→ **PASSAGE SHOWN**:
##########
Moving Zero HTTP endpoints to Alpha GraphQL admin

At present, Zero has two kinds of open ports:

  1. HTTP (default 6080)
  2. gPRC (default 5080)

Over HTTP, zero serves the following endpoints:

Endpoint Read/Write (R/W) Is security-critical? (Y/N) Currently available at Alpha /admin Info
1. /health R N Y (WIth actual health status) Just acts as a ping response provider. No information is emitted from here. Used by Kubernetes liveness probes.
2. /state R Y Y Exposes Membership information for all the Zeros and Alpha Groups. Also, tells which predicates are being served by which group.
3. /removeNode W Y N Used to remove a node from an Alpha group. Emits a success message or error.
4. /moveTablet W Y N Used to move a tablet from one group to another. Emits a success message or error
5. /assign W Y N Used to lease UIDs and timestamps. Responds with the start and end IDs of the lease.
6. /enterpriseLicense W Y N Used to apply enterprise license. Emits a success message or error.
##########
→ **EXTRACTED ENTRIES**:

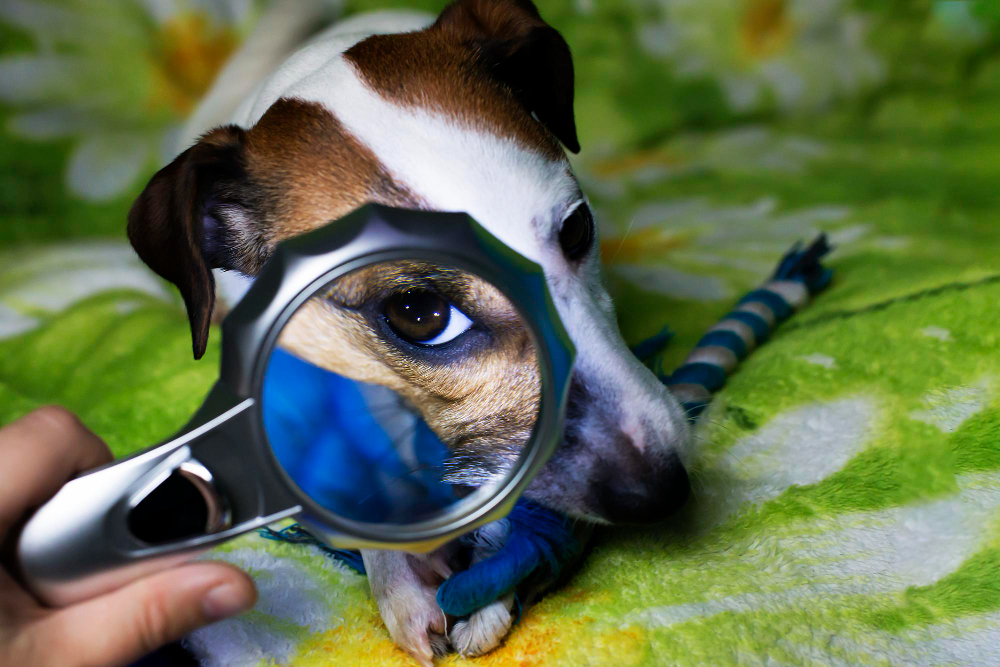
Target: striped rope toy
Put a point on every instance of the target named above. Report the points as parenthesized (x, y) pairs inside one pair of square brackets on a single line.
##########
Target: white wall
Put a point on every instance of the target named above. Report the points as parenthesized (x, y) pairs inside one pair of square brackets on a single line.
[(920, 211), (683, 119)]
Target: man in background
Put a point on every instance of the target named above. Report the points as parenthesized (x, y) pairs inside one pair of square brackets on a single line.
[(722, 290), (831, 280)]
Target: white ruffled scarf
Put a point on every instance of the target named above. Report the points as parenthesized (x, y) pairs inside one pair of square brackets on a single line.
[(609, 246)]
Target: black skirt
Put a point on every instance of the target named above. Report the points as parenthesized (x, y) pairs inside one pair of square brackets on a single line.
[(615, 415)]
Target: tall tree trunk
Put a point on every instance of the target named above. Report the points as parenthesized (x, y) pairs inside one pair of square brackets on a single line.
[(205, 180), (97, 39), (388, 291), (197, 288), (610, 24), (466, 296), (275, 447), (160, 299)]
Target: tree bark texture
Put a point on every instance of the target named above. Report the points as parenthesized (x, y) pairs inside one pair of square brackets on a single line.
##########
→ **SHORT TASK A**: Return the part of the Zero endpoints page that opens with the words containing "At present, Zero" and closes with "group. Emits a success message or error.", copied word for word.
→ **SHORT TASK B**: According to the Zero endpoints page, what is the /assign endpoint used for?

→ **RESPONSE A**:
At present, Zero has two kinds of open ports:

  1. HTTP (default 6080)
  2. gPRC (default 5080)

Over HTTP, zero serves the following endpoints:

Endpoint Read/Write (R/W) Is security-critical? (Y/N) Currently available at Alpha /admin Info
1. /health R N Y (WIth actual health status) Just acts as a ping response provider. No information is emitted from here. Used by Kubernetes liveness probes.
2. /state R Y Y Exposes Membership information for all the Zeros and Alpha Groups. Also, tells which predicates are being served by which group.
3. /removeNode W Y N Used to remove a node from an Alpha group. Emits a success message or error.

→ **RESPONSE B**: It is used to lease UIDs and timestamps.